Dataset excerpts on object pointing
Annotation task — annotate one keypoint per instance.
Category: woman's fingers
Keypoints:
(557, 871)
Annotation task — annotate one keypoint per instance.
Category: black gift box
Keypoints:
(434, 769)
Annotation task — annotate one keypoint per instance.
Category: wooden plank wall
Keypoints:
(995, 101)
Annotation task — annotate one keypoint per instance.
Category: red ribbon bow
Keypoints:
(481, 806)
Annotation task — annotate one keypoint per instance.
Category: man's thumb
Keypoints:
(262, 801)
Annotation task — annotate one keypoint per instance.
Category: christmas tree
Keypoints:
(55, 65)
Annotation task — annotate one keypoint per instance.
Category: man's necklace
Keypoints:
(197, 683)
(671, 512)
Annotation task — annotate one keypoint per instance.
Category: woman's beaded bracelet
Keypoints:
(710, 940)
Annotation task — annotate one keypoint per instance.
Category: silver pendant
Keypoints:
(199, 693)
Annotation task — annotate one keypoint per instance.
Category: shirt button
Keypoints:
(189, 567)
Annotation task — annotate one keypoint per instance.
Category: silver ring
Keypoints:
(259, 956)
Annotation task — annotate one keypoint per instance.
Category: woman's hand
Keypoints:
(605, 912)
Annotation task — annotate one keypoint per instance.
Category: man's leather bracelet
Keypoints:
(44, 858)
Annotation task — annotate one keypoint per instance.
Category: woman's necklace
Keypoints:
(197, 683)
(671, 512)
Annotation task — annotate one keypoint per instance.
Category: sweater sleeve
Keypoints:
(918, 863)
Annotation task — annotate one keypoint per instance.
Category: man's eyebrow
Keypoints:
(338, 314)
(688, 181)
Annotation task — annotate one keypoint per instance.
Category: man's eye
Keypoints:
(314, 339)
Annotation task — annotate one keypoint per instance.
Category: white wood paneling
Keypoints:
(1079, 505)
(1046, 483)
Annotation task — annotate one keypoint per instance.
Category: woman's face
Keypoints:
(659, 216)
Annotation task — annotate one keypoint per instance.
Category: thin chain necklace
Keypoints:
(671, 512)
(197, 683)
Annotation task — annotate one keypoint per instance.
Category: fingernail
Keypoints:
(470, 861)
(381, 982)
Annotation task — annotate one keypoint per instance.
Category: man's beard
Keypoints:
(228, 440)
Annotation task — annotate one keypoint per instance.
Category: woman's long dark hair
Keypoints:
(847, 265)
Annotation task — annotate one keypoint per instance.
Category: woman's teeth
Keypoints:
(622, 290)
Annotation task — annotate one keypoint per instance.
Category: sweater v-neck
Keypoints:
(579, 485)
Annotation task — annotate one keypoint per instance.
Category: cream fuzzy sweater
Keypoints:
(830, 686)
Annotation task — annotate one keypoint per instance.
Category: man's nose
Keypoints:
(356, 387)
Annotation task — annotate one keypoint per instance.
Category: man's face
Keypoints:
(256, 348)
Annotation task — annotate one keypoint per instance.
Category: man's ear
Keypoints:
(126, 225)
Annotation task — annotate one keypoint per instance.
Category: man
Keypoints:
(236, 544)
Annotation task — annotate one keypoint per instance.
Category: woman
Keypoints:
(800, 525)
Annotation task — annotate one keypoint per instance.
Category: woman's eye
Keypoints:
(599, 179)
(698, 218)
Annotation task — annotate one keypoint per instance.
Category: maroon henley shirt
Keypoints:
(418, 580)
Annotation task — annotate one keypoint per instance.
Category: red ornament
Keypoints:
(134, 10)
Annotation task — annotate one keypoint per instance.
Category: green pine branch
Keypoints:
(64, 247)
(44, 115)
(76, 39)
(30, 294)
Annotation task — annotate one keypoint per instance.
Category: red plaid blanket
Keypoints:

→ **AIM OF THE EXERCISE**
Pick out every line above that contains the word "silver", and copy each one in full.

→ **TASK RESULT**
Category: silver pendant
Category: silver ring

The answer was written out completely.